• WORK REQUEST
Leaving the pictures aside, return all of the data below exactly.

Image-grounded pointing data
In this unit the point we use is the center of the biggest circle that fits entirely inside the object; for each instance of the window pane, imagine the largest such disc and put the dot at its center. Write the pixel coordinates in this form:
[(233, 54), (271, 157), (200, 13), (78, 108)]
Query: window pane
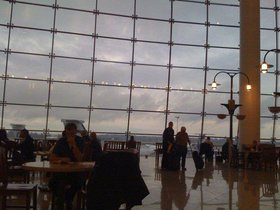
[(72, 70), (110, 97), (214, 126), (70, 95), (268, 82), (189, 34), (192, 122), (266, 101), (150, 76), (267, 19), (113, 50), (154, 99), (223, 58), (109, 121), (188, 11), (229, 16), (151, 53), (5, 10), (150, 8), (2, 63), (27, 92), (123, 7), (142, 122), (35, 67), (214, 101), (31, 41), (266, 128), (224, 36), (114, 26), (34, 118), (152, 30), (85, 4), (188, 56), (75, 21), (73, 45), (57, 114), (112, 73), (33, 16), (265, 44), (182, 101), (187, 79)]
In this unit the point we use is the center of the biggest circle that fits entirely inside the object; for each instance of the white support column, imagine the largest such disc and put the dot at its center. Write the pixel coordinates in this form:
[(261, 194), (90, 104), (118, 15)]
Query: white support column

• TASK SOLUTION
In this unit the point we use is the center of the biggest circle that fits entirely inside the object; for each instance of the window pane, imagine the largest such disc and put the dot at its center. Write the pixel coordinates in this form:
[(233, 54), (271, 157), (200, 13), (78, 108)]
Query: window pane
[(72, 70), (110, 97), (214, 126), (70, 95), (268, 82), (189, 34), (192, 122), (266, 101), (150, 76), (267, 19), (113, 50), (154, 99), (223, 58), (109, 121), (188, 11), (229, 16), (151, 53), (5, 10), (150, 8), (2, 63), (27, 92), (123, 7), (142, 122), (35, 67), (214, 101), (31, 41), (266, 128), (224, 36), (114, 26), (34, 118), (152, 30), (85, 4), (188, 56), (75, 21), (73, 45), (57, 114), (112, 73), (33, 16), (265, 44), (182, 101), (187, 79)]
In this unit the point we use is the center of the biggest circle that fits entirely inside the object; for each instance of the white support column, imagine the largest such disc and put the dot at its center. Write the pixel coordinates in this form:
[(261, 194), (90, 104), (118, 15)]
Query: white support column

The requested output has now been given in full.